_The exercise_
Tally the lines of the listing below that contain the string "roof" and reply with only that number.

_Record extracts_

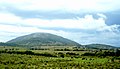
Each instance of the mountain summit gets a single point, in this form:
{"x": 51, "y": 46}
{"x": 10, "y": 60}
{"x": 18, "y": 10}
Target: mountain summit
{"x": 43, "y": 39}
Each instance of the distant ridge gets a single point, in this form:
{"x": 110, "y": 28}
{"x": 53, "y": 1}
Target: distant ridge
{"x": 43, "y": 39}
{"x": 100, "y": 46}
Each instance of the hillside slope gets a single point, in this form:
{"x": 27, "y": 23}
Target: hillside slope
{"x": 99, "y": 46}
{"x": 43, "y": 39}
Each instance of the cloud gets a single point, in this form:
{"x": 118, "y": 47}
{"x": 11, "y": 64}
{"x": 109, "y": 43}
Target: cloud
{"x": 87, "y": 22}
{"x": 63, "y": 5}
{"x": 12, "y": 26}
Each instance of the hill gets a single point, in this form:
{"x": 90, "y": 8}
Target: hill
{"x": 99, "y": 46}
{"x": 42, "y": 39}
{"x": 7, "y": 44}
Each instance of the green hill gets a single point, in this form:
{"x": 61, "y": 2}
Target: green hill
{"x": 42, "y": 39}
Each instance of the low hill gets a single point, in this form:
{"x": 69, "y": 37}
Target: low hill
{"x": 42, "y": 39}
{"x": 99, "y": 46}
{"x": 7, "y": 44}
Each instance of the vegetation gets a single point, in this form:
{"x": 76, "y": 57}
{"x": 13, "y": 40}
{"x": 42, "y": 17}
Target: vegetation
{"x": 47, "y": 51}
{"x": 37, "y": 59}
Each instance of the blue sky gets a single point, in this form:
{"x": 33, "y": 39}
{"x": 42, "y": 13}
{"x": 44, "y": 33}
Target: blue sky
{"x": 84, "y": 21}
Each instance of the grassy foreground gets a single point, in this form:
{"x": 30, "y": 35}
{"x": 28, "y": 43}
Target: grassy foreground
{"x": 18, "y": 61}
{"x": 21, "y": 58}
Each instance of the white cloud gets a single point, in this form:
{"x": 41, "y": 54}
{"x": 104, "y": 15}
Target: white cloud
{"x": 63, "y": 5}
{"x": 18, "y": 26}
{"x": 87, "y": 22}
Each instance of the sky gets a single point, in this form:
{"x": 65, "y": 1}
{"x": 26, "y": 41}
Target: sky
{"x": 83, "y": 21}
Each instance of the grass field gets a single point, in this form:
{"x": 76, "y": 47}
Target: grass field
{"x": 25, "y": 61}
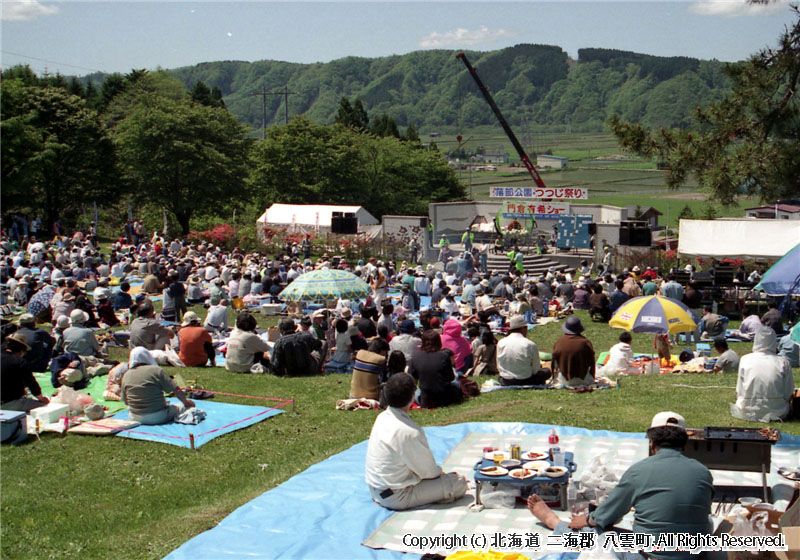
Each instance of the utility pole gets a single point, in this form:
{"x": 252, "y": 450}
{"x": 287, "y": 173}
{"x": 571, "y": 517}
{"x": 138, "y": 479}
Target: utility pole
{"x": 264, "y": 93}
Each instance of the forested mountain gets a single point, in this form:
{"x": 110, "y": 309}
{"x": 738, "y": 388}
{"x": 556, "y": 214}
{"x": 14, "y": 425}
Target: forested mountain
{"x": 536, "y": 84}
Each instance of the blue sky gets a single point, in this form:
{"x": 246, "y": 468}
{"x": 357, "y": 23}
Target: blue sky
{"x": 81, "y": 37}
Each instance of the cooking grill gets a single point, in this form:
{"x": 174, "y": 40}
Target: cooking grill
{"x": 734, "y": 449}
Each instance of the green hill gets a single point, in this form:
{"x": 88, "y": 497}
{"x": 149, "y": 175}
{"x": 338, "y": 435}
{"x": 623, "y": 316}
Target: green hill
{"x": 534, "y": 84}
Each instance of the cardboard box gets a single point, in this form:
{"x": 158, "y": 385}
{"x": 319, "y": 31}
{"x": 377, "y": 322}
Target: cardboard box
{"x": 49, "y": 414}
{"x": 787, "y": 522}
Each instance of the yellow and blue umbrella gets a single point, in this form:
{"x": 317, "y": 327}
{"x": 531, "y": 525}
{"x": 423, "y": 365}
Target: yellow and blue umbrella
{"x": 325, "y": 284}
{"x": 654, "y": 314}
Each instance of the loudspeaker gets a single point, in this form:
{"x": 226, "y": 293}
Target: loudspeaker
{"x": 641, "y": 237}
{"x": 347, "y": 225}
{"x": 624, "y": 236}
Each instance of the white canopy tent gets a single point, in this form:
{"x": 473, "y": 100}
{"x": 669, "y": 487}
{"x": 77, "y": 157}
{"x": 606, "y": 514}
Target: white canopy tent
{"x": 310, "y": 216}
{"x": 737, "y": 237}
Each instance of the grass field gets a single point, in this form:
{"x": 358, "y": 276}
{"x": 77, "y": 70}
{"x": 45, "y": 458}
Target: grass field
{"x": 85, "y": 497}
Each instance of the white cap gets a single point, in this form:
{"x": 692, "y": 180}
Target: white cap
{"x": 663, "y": 419}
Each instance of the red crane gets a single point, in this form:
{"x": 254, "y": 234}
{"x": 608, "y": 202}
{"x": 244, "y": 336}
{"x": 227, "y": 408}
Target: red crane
{"x": 510, "y": 133}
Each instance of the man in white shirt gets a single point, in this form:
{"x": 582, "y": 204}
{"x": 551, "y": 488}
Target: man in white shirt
{"x": 518, "y": 357}
{"x": 217, "y": 317}
{"x": 400, "y": 469}
{"x": 620, "y": 357}
{"x": 765, "y": 385}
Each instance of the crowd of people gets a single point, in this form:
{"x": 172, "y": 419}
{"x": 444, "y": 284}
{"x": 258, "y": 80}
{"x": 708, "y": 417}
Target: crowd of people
{"x": 402, "y": 354}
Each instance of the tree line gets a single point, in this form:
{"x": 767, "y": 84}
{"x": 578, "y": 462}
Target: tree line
{"x": 534, "y": 85}
{"x": 143, "y": 141}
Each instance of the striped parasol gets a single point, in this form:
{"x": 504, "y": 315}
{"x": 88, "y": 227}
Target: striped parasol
{"x": 325, "y": 285}
{"x": 654, "y": 314}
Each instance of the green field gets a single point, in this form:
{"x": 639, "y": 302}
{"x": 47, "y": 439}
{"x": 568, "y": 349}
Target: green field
{"x": 86, "y": 497}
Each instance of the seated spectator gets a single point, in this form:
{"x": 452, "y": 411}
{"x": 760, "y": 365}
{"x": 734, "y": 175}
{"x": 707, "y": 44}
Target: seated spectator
{"x": 296, "y": 353}
{"x": 452, "y": 339}
{"x": 344, "y": 349}
{"x": 765, "y": 385}
{"x": 728, "y": 361}
{"x": 41, "y": 344}
{"x": 407, "y": 341}
{"x": 484, "y": 356}
{"x": 599, "y": 304}
{"x": 518, "y": 357}
{"x": 433, "y": 368}
{"x": 401, "y": 472}
{"x": 790, "y": 350}
{"x": 712, "y": 324}
{"x": 122, "y": 299}
{"x": 245, "y": 347}
{"x": 105, "y": 311}
{"x": 143, "y": 388}
{"x": 620, "y": 357}
{"x": 773, "y": 317}
{"x": 573, "y": 356}
{"x": 196, "y": 348}
{"x": 16, "y": 376}
{"x": 369, "y": 368}
{"x": 69, "y": 370}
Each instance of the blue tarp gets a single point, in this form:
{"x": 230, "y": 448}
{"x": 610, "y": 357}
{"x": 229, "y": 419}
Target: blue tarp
{"x": 222, "y": 418}
{"x": 326, "y": 511}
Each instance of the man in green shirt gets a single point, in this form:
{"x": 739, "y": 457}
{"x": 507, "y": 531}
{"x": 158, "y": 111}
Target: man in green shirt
{"x": 669, "y": 493}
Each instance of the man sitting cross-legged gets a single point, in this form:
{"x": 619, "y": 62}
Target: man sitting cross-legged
{"x": 400, "y": 469}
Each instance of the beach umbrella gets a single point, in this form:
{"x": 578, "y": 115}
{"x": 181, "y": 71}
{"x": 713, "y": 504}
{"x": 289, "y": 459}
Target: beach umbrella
{"x": 654, "y": 314}
{"x": 40, "y": 301}
{"x": 784, "y": 276}
{"x": 324, "y": 285}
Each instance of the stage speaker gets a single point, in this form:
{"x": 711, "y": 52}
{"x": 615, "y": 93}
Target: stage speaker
{"x": 348, "y": 225}
{"x": 641, "y": 237}
{"x": 624, "y": 236}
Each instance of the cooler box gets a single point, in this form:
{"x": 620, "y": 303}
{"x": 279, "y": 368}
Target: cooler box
{"x": 13, "y": 426}
{"x": 49, "y": 413}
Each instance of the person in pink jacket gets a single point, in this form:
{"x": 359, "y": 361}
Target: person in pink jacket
{"x": 452, "y": 339}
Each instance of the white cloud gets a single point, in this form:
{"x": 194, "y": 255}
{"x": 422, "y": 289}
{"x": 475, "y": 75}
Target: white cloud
{"x": 734, "y": 8}
{"x": 23, "y": 10}
{"x": 461, "y": 37}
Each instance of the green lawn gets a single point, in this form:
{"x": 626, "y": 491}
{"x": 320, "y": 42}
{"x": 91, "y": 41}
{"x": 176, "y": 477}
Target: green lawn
{"x": 86, "y": 497}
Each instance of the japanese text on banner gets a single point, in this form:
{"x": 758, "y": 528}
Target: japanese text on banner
{"x": 564, "y": 193}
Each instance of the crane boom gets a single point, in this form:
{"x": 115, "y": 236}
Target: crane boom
{"x": 510, "y": 133}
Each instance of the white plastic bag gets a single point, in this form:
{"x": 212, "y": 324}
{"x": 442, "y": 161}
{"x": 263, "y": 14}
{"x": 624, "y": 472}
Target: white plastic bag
{"x": 502, "y": 496}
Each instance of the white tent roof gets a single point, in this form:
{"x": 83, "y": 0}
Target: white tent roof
{"x": 738, "y": 237}
{"x": 307, "y": 214}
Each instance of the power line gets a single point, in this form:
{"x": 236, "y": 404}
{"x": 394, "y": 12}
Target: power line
{"x": 52, "y": 61}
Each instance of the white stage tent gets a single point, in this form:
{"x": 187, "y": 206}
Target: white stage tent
{"x": 738, "y": 237}
{"x": 309, "y": 216}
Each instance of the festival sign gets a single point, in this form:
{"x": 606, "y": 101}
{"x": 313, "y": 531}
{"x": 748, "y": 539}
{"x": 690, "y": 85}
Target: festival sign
{"x": 562, "y": 193}
{"x": 513, "y": 210}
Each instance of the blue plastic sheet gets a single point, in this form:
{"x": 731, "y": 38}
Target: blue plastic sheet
{"x": 221, "y": 419}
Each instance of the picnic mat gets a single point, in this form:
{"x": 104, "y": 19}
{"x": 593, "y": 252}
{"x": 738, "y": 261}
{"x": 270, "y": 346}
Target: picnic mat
{"x": 96, "y": 387}
{"x": 222, "y": 418}
{"x": 326, "y": 511}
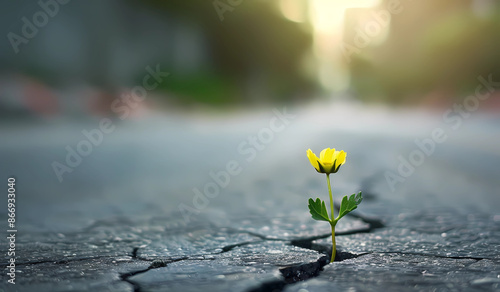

_Problem solution_
2